[Begin Input]

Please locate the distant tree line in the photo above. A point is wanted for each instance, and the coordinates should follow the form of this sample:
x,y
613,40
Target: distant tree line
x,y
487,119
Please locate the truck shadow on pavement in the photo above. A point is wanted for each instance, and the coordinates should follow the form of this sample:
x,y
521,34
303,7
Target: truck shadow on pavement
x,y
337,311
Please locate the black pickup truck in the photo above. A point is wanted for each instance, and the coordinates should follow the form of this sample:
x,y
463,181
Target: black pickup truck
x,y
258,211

[End Input]
[Begin Input]

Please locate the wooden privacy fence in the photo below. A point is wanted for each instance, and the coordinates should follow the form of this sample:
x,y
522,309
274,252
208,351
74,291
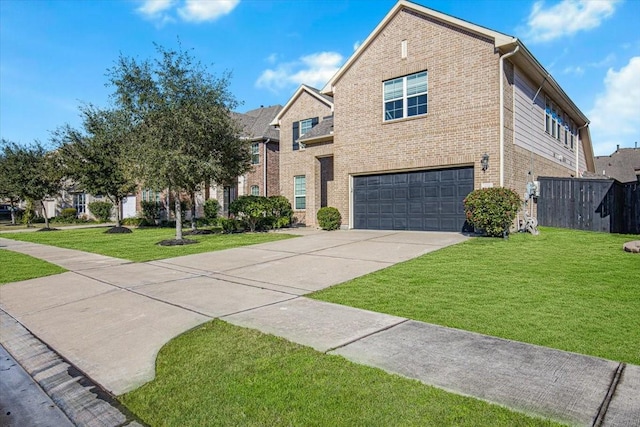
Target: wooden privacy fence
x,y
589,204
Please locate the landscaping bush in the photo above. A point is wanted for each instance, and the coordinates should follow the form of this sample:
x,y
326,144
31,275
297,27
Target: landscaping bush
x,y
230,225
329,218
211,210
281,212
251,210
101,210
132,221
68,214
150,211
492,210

[End Input]
[Begin Input]

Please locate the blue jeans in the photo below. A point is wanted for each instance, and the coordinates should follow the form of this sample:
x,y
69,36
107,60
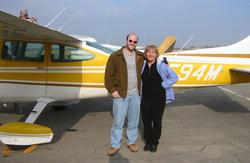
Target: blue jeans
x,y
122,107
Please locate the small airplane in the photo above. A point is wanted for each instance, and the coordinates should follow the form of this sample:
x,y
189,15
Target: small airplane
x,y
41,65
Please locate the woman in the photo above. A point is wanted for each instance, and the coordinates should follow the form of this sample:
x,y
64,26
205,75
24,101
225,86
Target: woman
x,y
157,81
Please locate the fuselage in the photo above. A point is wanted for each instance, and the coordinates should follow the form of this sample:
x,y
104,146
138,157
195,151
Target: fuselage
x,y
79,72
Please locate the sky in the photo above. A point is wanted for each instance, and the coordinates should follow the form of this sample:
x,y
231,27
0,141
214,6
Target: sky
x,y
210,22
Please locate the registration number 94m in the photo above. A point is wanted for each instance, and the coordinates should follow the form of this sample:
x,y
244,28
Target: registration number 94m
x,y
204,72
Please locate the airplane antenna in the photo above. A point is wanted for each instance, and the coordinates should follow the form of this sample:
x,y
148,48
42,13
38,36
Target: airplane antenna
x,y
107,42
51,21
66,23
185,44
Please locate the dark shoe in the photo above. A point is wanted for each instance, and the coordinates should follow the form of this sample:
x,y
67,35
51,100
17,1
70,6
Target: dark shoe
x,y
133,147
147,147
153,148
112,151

[End Input]

Exercise goal >>
Count the lines in the items above that contain the string "shadow", treating case as significant. Reply with the number alone.

Task solution >>
2